Extract each line of the records below that contains the string "microphone". Case counts.

==============================

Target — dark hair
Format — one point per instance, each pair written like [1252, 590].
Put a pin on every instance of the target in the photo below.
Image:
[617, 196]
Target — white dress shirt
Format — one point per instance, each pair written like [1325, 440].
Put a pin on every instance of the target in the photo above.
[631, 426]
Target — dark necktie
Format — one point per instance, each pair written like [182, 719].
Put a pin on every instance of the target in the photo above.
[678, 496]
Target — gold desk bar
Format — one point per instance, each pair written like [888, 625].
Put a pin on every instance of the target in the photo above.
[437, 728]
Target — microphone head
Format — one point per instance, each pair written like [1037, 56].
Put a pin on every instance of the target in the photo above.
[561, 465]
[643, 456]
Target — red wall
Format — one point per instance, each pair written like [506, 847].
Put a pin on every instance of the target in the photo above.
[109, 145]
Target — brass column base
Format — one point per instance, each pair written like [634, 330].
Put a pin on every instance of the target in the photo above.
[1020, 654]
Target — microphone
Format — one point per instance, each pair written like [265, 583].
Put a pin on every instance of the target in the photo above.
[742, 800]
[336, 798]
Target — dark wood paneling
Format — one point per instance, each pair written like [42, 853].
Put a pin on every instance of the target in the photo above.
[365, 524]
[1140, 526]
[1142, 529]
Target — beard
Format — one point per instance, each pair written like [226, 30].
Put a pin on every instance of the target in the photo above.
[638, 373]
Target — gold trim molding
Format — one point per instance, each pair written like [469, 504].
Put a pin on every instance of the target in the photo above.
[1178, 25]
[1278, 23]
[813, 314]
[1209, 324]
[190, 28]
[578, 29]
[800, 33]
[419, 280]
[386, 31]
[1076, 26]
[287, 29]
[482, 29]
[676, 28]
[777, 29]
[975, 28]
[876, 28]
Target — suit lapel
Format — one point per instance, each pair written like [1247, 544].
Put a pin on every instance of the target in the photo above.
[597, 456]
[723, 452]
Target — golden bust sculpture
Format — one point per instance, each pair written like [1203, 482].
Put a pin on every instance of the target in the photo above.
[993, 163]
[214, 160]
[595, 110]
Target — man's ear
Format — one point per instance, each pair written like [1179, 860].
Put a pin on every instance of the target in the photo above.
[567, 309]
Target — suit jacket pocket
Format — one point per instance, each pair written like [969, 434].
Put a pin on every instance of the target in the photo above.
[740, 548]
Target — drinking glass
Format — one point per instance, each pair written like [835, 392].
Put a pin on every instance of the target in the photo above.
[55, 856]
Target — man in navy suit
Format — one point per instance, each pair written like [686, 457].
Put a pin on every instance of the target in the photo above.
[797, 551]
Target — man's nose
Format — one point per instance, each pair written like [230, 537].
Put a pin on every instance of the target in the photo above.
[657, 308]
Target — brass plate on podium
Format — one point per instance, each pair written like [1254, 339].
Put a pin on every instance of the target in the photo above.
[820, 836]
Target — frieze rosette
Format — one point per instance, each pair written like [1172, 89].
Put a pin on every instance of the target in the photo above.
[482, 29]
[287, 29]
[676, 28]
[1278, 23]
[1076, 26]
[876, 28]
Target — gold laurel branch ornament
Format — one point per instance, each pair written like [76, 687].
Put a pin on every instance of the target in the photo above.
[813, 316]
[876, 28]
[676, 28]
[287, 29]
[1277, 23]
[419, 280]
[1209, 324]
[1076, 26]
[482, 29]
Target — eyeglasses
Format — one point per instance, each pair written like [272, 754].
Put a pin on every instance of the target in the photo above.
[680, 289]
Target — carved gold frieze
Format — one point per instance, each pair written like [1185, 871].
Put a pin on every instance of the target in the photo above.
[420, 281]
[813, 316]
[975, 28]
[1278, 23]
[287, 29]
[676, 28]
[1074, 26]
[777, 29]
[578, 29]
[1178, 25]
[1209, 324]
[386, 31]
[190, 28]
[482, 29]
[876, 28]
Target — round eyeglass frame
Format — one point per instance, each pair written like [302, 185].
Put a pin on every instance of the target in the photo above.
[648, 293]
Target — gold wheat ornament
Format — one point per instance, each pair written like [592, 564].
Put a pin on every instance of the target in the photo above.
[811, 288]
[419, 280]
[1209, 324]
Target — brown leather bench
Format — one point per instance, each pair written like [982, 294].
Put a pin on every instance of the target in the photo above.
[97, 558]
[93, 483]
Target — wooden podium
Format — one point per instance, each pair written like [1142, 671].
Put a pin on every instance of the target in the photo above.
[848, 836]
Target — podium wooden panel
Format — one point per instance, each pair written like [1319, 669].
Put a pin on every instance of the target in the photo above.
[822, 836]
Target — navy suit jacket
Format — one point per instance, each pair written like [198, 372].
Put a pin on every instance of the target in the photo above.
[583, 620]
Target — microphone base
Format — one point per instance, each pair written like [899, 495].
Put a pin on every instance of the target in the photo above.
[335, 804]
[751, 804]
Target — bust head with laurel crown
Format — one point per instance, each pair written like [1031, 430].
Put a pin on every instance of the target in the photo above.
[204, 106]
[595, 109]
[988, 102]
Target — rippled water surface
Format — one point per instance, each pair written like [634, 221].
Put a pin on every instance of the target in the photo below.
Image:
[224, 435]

==============================

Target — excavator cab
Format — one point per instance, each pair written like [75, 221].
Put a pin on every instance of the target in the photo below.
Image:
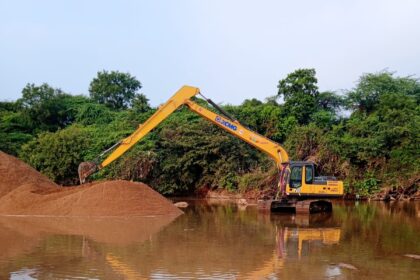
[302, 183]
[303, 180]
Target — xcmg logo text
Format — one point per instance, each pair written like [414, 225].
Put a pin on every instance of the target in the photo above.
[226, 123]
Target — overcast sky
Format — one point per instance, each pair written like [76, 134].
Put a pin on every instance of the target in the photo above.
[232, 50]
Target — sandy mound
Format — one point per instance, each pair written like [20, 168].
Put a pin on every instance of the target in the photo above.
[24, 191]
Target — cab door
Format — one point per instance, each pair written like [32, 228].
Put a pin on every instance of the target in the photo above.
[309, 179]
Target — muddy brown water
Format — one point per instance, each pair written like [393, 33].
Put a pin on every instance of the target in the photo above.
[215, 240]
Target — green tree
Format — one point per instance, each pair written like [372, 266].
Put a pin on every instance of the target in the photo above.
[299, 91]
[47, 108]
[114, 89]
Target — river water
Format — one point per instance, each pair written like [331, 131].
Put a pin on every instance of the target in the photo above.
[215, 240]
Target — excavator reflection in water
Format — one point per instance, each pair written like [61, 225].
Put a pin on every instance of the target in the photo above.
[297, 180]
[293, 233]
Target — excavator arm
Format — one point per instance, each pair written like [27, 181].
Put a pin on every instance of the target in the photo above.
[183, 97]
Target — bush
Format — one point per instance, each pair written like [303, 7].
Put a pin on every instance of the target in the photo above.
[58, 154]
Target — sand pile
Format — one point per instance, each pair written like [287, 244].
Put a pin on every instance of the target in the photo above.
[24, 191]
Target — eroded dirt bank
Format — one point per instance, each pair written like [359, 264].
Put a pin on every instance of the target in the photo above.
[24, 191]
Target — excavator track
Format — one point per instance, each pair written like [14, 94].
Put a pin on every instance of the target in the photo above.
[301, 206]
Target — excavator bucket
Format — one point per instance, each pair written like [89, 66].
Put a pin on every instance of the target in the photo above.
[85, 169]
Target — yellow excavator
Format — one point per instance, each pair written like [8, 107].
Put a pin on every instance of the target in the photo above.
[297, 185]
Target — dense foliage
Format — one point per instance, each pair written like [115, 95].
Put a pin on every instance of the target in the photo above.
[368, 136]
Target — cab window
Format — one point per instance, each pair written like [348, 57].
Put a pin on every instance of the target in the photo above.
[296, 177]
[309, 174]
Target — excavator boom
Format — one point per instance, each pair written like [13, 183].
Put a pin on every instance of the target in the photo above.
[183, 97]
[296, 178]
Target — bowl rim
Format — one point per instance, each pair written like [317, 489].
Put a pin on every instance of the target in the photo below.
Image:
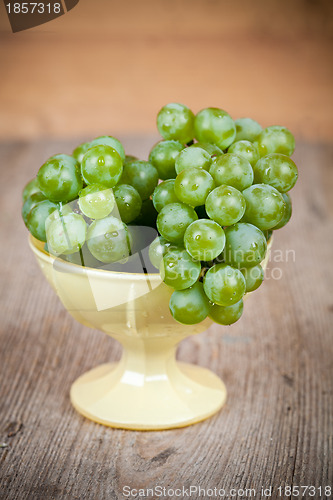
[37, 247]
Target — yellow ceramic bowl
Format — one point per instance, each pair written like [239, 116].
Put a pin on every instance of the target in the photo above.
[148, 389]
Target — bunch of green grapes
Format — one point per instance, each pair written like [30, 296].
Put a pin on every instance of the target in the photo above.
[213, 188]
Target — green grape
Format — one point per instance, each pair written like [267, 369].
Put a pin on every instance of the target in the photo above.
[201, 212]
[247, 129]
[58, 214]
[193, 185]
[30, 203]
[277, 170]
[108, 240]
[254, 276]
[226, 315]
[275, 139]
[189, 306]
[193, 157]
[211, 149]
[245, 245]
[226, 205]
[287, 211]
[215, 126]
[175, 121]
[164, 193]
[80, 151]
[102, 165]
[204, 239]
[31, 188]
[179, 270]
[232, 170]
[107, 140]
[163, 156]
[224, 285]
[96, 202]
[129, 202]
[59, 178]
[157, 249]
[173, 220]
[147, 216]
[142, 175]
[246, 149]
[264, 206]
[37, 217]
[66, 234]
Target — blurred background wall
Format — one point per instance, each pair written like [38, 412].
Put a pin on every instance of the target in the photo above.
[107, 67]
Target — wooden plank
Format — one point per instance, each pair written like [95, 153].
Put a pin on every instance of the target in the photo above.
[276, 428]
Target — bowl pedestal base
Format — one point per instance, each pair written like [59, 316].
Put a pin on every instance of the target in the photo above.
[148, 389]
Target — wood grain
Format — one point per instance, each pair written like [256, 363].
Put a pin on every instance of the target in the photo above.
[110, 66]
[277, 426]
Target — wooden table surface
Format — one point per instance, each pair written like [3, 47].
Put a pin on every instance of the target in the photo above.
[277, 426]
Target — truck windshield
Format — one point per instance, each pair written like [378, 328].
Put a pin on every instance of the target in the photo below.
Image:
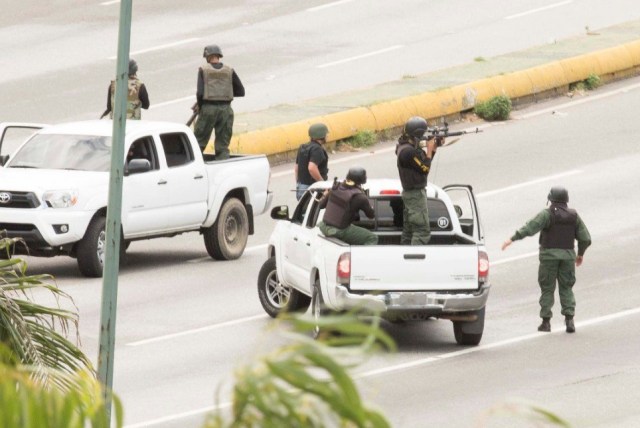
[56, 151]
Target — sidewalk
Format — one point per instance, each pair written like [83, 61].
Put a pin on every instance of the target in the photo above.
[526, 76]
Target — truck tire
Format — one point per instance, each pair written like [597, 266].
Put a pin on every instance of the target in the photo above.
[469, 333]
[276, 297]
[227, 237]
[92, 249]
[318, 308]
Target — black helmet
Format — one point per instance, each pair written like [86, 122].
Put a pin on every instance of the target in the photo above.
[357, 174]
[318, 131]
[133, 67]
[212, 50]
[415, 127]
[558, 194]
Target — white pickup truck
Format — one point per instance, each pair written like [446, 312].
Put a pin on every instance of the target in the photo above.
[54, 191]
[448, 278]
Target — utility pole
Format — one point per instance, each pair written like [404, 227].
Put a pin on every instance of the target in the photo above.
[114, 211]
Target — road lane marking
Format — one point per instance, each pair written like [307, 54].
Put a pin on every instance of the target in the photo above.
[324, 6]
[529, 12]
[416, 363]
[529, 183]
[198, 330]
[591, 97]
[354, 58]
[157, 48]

==============================

* [RESULT]
Target — microphone head
Target — microphone
Target — microphone base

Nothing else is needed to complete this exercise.